## [WHAT YOU SHOULD DO]
Nothing should be left out when you copy the entries below.

>>>>>

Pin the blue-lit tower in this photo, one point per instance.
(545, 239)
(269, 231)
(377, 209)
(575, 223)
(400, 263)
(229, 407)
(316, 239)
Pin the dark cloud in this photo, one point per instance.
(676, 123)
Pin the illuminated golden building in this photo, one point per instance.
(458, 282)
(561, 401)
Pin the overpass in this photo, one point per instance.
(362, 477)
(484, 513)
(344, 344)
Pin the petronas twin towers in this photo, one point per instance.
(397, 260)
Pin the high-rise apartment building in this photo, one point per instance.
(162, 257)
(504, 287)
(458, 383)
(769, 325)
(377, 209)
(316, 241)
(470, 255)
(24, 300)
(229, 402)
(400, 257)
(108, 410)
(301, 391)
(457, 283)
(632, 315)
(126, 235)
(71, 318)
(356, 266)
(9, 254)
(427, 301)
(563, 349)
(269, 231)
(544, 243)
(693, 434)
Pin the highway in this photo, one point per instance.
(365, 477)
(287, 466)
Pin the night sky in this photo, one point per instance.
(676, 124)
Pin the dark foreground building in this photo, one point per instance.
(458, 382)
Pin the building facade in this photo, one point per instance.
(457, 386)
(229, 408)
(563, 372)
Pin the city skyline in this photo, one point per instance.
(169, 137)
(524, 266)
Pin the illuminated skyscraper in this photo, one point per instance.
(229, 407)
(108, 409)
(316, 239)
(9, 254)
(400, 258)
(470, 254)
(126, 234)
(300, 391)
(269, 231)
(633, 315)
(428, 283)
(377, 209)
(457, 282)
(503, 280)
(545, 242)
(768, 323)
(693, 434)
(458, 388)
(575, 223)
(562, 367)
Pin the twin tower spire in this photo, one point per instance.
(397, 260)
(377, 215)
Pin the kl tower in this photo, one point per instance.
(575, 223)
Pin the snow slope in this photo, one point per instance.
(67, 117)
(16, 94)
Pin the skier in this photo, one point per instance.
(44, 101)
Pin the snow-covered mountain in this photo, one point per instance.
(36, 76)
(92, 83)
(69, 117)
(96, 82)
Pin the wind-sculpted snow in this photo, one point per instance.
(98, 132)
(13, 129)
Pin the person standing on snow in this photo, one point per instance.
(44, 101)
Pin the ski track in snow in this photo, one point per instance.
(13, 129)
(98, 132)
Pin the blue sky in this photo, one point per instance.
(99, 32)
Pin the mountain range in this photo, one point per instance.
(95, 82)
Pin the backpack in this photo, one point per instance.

<<<<<

## [RESULT OF THE EXERCISE]
Pin the blue-lit tower in this photo, one point per instance.
(545, 239)
(269, 231)
(377, 209)
(575, 223)
(400, 263)
(229, 407)
(316, 239)
Pin the dark cloud in this photo, one point per instance.
(676, 123)
Pin the illuminated golden building in this photo, one point per instance.
(458, 282)
(561, 401)
Pin the overpass in this photo, one point per instance.
(362, 477)
(484, 513)
(344, 344)
Pin the petronas twin towers in this photo, one point per instance.
(397, 260)
Pin the high-rise apartment building in this photo, one point per instance.
(162, 257)
(504, 287)
(458, 383)
(769, 325)
(377, 209)
(316, 241)
(470, 255)
(24, 300)
(229, 402)
(400, 257)
(108, 410)
(301, 391)
(457, 283)
(632, 315)
(126, 235)
(71, 318)
(356, 266)
(9, 254)
(427, 301)
(563, 349)
(269, 231)
(544, 243)
(693, 434)
Pin the highway in this photo, one point per instance.
(365, 477)
(287, 466)
Pin the night sky in this photo, one point per instance.
(676, 124)
Pin the dark foreground building in this photo, one point per instance.
(458, 382)
Pin the building facade in this photo, one point per instance.
(457, 386)
(229, 408)
(563, 372)
Pin the city skyline in this photo, one point per instance.
(169, 137)
(524, 266)
Pin the illuminated skyscraper in this photo, one point per instance.
(229, 407)
(108, 409)
(316, 239)
(9, 254)
(400, 258)
(470, 254)
(126, 234)
(300, 391)
(269, 231)
(633, 315)
(428, 283)
(377, 209)
(457, 282)
(503, 280)
(545, 242)
(768, 323)
(693, 434)
(458, 388)
(575, 223)
(562, 367)
Pin the twin tower spire in this photo, one point per instance.
(397, 260)
(377, 215)
Pin the kl tower in this photo, one point per instance.
(575, 223)
Pin the snow slope in this photo, one point per instance.
(67, 117)
(16, 94)
Pin the skier in this photo, one point per instance.
(44, 101)
Pin the snow-covered mountain in this photo, one point per instance.
(36, 76)
(92, 83)
(69, 117)
(96, 82)
Pin the wind-sculpted snow in this photo, one point per instance.
(98, 132)
(13, 129)
Pin the person standing on snow in this photo, one point per instance.
(44, 101)
Pin the ski track in snow in this photo, one point per instance.
(13, 129)
(98, 132)
Pin the blue sky in this photo, one point per instance.
(99, 32)
Pin the mountain range in this photo, one point per instance.
(95, 82)
Pin the backpack in this photo, one point per instance.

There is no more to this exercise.